● WORK TO BE COMPLETED
Restate as a numbered list the items starting with the line containing "locate teapot opening" and going on through the final line of the items, omitting blank lines.
- - - - -
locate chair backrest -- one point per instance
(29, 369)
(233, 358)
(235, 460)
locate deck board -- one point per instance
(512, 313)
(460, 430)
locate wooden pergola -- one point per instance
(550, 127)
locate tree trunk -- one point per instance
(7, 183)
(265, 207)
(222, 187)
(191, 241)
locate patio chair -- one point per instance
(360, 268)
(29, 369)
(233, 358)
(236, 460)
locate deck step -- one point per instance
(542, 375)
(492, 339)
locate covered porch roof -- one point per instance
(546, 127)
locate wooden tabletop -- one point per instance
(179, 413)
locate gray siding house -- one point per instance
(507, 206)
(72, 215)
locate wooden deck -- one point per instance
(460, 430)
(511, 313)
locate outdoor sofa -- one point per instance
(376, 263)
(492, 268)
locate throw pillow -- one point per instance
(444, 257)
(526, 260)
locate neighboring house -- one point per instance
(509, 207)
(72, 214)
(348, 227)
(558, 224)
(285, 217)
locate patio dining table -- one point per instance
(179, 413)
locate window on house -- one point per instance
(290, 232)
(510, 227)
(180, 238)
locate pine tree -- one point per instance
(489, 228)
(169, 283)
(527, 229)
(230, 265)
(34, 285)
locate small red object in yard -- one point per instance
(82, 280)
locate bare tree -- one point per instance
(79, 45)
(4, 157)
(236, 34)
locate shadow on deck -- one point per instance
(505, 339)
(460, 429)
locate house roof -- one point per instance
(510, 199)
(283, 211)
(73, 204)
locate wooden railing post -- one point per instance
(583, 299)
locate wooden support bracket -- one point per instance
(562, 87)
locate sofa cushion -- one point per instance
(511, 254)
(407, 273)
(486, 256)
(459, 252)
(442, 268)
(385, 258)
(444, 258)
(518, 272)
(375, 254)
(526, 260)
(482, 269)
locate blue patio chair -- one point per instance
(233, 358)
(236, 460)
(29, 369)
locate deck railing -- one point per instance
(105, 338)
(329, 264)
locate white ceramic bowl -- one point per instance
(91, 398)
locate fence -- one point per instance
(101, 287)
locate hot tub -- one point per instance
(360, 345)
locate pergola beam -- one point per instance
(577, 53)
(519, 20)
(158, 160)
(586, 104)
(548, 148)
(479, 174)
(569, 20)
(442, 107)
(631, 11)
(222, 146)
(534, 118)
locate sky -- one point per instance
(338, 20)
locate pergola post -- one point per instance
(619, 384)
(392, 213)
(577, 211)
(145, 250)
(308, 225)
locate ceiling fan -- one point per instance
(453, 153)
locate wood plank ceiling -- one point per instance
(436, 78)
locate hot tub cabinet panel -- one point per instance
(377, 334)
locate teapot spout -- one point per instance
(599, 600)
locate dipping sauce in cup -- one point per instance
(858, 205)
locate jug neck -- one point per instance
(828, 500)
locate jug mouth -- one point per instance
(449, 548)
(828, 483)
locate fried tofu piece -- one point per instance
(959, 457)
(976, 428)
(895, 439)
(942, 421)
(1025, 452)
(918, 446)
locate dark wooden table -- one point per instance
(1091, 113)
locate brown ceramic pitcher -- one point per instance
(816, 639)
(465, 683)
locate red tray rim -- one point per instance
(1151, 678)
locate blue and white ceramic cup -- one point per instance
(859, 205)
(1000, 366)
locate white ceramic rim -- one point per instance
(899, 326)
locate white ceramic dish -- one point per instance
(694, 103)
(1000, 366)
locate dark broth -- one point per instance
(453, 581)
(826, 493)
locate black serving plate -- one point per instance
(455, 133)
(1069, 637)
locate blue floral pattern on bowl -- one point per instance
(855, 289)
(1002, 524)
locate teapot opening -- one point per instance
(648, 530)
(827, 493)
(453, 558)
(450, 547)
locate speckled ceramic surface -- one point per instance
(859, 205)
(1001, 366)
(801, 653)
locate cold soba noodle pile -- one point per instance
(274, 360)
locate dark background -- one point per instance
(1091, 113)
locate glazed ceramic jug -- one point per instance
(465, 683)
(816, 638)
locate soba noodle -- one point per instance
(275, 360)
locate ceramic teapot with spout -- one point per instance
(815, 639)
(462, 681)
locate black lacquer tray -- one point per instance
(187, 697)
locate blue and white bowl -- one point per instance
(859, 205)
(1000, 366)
- - - - -
● ANSWER FOR THIS EXERCISE
1. locate teapot opening -- one point per instance
2. (648, 530)
3. (827, 493)
4. (453, 558)
5. (450, 547)
6. locate speckled ceramic surface -- one point per instance
7. (859, 205)
8. (1001, 366)
9. (801, 653)
10. locate cold soba noodle pile -- one point per instance
11. (274, 360)
12. locate dark background -- one point per instance
13. (1091, 113)
14. locate glazed ceramic jug -- one point per instance
15. (465, 683)
16. (816, 638)
17. locate soba noodle -- one point per instance
18. (275, 360)
19. locate ceramic teapot with spout -- one point per instance
20. (815, 639)
21. (462, 681)
22. locate black lacquer tray -- one point per instance
23. (187, 697)
24. locate blue and white bowl -- one point per instance
25. (859, 205)
26. (1000, 366)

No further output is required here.